PASSAGE GIVEN —
Familiar faces, familiar problems

* Original Dirty Pair
* Vol. 1, Episodes 1 and 2
* Approx. 60 minutes
* $29.95 Subtitled
* $19.98 Dubbed (Reviewed)

Review by Tasha Robinson

Like so many other anime superstars, "trouble consultants" Kei and Yuri have been seen in many forms--a TV series, original video animations, novels, manga, movies--but certain basic facts tend to carry over from one release to the next. Code-named The Lovely Angels, and more often referred to as The Dirty Pair, they zip around the galaxy in the service of the 3WA (World Welfare and Works Agency), cheerfully taking on amazingly dangerous cases in order to fully exploit their deep-seated personal love of large weapons and large explosions.

Our Pick: C

The first two installments of this 10-episode OVA series, first released in Japan in 1989, casually assume viewers are fans who know all this already. Episode 1, "Prison Uprising! or I Hate People With Grudges!" launches straight into the action, as the Pair are dispatched to help quell a prison riot on a space station hovering above a dangerously volatile planet. Unfortunately, the only logical flight path to the station involves using it as a shield against the planet's boiling surface--and facing directly into a barrage of heavy weapons manned by violent escaped criminals. Of course, no one ever accused the Pair of being logical...

In Episode 2, "No Thanks! A Totally Wasted Halloween Party," the Pair takes a simple enough job capturing a thief who's escaped with a robotic prototype. But the prototype promptly escapes. Initially, the Pair cause more havoc in hunting it down than it causes wandering around on its own. But after 60 minutes of recon, it's set to go into battle mode, destroying everything in sight.

GIVEN ENTRIES —
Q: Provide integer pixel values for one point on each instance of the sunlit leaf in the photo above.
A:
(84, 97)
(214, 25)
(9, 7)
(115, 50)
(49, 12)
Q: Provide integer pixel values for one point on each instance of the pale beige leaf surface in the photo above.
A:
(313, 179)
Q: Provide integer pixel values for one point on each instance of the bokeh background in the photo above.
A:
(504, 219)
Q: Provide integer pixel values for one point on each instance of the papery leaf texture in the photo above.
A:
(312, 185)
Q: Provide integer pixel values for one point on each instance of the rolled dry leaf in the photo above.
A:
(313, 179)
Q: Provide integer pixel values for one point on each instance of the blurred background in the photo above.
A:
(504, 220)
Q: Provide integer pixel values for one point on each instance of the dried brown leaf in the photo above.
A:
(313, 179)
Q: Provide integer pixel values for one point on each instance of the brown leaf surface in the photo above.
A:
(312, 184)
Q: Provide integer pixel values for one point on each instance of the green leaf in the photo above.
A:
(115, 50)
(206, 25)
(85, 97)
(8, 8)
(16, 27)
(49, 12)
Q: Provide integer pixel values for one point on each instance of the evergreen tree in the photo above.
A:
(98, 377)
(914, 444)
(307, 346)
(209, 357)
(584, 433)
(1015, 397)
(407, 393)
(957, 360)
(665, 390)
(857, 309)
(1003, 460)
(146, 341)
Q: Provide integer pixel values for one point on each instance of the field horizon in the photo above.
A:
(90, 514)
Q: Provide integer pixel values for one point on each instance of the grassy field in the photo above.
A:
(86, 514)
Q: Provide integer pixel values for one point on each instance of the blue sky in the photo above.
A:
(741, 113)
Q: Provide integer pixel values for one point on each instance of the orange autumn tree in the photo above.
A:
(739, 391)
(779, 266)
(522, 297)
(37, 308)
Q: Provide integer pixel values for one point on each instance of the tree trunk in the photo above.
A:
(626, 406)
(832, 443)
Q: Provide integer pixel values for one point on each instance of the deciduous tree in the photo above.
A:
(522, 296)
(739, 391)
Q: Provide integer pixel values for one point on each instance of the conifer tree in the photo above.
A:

YOUR TASKS —
• A. List every form in which, according to the anime review, Kei and Yuri have appeared.
• B. Rewrite the part of the listing that opens with the line containing "bokeh background in the photo above." and runs through the end of the listing, replacing "Provide" with "Give" and leaving everything else unchanged.
The review and the listing have nothing to do with each other.

SOLUTIONS PER TASK —
• A. a TV series, original video animations, novels, manga, movies

• B.
Q: Give integer pixel values for one point on each instance of the bokeh background in the photo above.
A:
(504, 219)
Q: Give integer pixel values for one point on each instance of the papery leaf texture in the photo above.
A:
(312, 185)
Q: Give integer pixel values for one point on each instance of the rolled dry leaf in the photo above.
A:
(313, 179)
Q: Give integer pixel values for one point on each instance of the blurred background in the photo above.
A:
(504, 220)
Q: Give integer pixel values for one point on each instance of the dried brown leaf in the photo above.
A:
(313, 179)
Q: Give integer pixel values for one point on each instance of the brown leaf surface in the photo above.
A:
(312, 184)
Q: Give integer pixel values for one point on each instance of the green leaf in the photo above.
A:
(115, 50)
(206, 25)
(85, 97)
(8, 8)
(16, 27)
(49, 12)
Q: Give integer pixel values for one point on each instance of the evergreen tree in the photo above.
A:
(98, 377)
(914, 444)
(307, 346)
(209, 357)
(584, 433)
(1015, 397)
(407, 393)
(957, 360)
(665, 390)
(857, 309)
(1003, 460)
(146, 341)
Q: Give integer pixel values for one point on each instance of the field horizon in the photo above.
A:
(90, 514)
Q: Give integer pixel values for one point on each instance of the grassy field in the photo above.
A:
(86, 514)
Q: Give integer pixel values for one point on each instance of the blue sky in the photo above.
A:
(741, 113)
Q: Give integer pixel values for one point on each instance of the orange autumn tree in the photo above.
A:
(739, 391)
(779, 266)
(522, 297)
(37, 308)
Q: Give integer pixel values for one point on each instance of the tree trunk in the photo above.
A:
(626, 406)
(832, 443)
Q: Give integer pixel values for one point on each instance of the deciduous tree in the photo above.
A:
(522, 296)
(739, 391)
Q: Give integer pixel values for one point on each instance of the conifer tree in the photo above.
A:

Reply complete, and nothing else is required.